>>>>

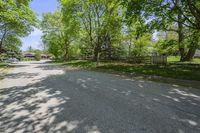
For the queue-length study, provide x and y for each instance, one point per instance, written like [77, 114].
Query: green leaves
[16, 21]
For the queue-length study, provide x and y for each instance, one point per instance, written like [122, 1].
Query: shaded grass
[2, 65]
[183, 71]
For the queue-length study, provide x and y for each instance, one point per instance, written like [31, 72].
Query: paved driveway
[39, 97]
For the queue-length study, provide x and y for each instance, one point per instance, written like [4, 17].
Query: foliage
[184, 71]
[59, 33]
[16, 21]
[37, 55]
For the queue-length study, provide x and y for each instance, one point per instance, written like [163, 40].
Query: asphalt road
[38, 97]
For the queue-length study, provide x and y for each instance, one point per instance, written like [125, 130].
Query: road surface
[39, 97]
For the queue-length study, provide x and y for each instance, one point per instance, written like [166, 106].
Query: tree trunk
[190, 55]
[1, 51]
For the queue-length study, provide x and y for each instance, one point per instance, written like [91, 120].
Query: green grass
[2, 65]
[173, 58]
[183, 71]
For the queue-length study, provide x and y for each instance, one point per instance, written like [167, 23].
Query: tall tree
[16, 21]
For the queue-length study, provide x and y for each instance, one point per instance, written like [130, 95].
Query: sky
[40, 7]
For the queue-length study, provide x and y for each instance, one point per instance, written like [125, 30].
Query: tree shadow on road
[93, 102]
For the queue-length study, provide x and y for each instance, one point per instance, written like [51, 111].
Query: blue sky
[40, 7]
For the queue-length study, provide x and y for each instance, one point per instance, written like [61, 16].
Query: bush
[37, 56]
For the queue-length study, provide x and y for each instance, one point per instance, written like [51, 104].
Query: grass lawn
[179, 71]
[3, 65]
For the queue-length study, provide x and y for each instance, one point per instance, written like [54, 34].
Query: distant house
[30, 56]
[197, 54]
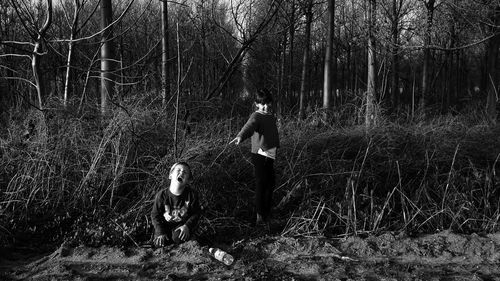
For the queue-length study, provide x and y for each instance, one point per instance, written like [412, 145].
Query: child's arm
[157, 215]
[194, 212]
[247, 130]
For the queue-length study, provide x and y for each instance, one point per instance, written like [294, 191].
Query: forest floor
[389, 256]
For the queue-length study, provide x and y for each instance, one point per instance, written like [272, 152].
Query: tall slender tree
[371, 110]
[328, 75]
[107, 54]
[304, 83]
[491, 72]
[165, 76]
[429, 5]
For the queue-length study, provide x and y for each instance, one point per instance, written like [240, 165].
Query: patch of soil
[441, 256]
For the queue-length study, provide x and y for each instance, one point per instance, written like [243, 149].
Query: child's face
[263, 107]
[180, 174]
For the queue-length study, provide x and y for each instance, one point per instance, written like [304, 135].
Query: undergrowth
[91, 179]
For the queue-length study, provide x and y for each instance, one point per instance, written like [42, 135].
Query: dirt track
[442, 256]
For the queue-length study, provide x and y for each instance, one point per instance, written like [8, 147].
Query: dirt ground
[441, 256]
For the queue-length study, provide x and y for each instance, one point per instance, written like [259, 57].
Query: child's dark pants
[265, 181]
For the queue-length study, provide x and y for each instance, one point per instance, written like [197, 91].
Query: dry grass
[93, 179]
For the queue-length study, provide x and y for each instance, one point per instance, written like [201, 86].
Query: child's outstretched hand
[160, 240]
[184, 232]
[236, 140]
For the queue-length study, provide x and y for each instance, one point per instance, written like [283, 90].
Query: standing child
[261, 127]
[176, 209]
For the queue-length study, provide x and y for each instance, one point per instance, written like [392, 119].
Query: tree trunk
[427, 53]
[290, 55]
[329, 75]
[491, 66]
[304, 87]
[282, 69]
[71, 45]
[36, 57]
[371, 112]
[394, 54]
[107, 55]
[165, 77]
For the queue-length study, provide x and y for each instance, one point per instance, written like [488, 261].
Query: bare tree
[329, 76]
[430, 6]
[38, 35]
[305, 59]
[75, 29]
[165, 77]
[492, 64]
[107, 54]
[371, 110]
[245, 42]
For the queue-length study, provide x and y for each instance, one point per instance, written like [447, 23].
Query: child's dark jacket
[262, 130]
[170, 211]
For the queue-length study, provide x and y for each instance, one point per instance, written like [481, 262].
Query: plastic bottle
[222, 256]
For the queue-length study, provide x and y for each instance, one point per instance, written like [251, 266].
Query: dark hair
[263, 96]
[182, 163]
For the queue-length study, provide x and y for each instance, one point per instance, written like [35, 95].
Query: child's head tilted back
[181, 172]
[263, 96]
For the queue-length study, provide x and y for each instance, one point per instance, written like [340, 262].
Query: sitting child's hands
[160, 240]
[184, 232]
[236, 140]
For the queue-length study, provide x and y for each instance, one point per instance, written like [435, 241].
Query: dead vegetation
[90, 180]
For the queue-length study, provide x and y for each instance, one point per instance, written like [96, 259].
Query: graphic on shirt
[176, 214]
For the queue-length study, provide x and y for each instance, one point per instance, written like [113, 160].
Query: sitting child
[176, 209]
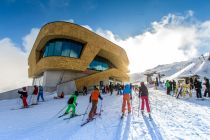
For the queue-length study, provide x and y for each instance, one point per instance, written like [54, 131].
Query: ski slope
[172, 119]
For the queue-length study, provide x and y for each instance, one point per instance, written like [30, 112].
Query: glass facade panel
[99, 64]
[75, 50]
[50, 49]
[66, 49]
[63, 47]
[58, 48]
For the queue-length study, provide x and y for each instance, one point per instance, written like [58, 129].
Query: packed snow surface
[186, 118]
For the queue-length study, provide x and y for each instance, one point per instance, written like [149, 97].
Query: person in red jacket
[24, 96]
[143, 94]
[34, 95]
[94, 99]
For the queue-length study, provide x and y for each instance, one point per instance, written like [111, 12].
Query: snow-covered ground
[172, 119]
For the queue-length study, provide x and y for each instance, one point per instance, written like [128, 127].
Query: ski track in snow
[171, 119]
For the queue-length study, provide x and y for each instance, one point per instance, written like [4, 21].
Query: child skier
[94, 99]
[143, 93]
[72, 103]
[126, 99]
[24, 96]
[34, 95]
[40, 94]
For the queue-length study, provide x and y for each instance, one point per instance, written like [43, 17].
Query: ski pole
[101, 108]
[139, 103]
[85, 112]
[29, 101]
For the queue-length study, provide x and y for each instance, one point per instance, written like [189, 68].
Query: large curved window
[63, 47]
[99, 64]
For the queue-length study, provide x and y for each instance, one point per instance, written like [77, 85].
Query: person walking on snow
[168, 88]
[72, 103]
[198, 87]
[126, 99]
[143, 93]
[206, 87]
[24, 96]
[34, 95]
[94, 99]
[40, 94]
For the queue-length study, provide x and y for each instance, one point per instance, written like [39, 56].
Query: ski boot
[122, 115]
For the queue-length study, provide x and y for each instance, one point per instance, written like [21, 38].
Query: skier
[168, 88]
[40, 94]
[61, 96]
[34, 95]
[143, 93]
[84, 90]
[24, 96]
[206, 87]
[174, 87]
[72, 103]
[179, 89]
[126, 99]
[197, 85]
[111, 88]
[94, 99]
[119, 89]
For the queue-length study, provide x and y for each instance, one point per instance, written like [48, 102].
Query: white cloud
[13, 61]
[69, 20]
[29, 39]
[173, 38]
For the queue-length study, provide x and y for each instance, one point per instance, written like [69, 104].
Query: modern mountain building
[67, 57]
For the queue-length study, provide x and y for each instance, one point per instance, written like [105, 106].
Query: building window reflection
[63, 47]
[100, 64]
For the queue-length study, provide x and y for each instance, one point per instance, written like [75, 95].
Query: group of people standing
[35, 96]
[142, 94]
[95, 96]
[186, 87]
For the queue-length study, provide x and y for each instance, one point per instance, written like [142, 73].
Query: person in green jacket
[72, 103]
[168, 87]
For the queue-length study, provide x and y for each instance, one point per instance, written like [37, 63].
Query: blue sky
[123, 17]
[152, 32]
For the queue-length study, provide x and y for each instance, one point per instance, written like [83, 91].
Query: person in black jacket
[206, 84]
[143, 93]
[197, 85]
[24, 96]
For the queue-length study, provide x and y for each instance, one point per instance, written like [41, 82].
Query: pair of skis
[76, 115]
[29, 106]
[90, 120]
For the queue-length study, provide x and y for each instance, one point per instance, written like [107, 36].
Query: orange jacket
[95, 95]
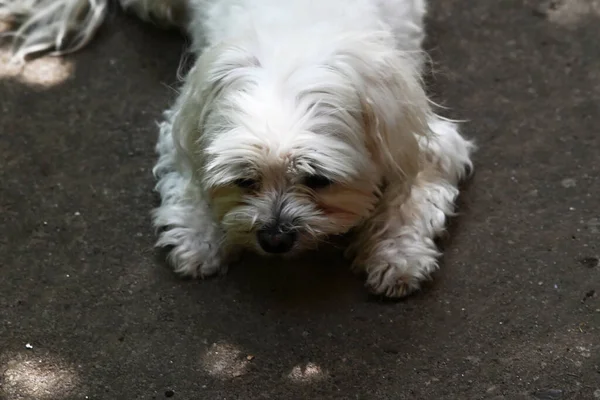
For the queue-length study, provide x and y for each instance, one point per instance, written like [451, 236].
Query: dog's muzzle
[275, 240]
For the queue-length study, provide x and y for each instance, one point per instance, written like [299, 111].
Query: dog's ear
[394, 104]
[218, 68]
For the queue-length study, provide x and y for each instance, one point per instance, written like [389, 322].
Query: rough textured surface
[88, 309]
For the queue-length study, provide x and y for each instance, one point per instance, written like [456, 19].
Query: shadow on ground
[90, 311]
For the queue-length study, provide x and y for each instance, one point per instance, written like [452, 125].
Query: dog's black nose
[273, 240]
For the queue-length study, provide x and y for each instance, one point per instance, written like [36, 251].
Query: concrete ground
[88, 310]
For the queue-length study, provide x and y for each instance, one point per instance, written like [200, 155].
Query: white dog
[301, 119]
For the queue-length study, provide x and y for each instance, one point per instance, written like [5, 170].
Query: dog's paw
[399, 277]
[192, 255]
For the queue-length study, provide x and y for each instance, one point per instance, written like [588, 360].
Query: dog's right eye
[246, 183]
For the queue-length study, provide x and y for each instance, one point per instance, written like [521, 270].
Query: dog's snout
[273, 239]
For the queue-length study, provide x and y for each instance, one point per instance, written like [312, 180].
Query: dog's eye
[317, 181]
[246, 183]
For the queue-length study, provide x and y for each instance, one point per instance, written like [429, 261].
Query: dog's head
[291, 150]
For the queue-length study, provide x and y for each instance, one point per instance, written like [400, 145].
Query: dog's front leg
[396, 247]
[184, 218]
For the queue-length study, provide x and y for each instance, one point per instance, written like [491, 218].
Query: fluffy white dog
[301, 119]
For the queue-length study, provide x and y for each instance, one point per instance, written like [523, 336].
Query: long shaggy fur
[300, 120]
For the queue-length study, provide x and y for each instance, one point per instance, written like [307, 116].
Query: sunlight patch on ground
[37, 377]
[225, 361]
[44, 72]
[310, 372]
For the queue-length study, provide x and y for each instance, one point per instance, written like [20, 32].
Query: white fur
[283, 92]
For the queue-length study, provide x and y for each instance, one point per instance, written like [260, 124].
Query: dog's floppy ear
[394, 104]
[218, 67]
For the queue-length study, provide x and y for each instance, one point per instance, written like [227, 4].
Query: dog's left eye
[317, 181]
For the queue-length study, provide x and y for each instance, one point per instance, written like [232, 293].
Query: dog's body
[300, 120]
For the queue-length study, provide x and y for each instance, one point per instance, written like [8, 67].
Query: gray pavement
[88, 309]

<<<<

EXERCISE DIRECTIONS: All lines from the beginning of the material through the line that holds "like [31, 72].", both included, should be returned exactly; please omit any pictures and add no other lines.

ANSWER BOX:
For the queue-length study, provide x and y for each instance, one point per instance, written like [77, 114].
Query: green leaves
[16, 21]
For the queue-length study, provide x and y for each instance, one point per instance, written like [122, 1].
Query: shaded grass
[2, 65]
[183, 71]
For the queue-length study, provide x and y for each instance, one point per instance, written like [31, 72].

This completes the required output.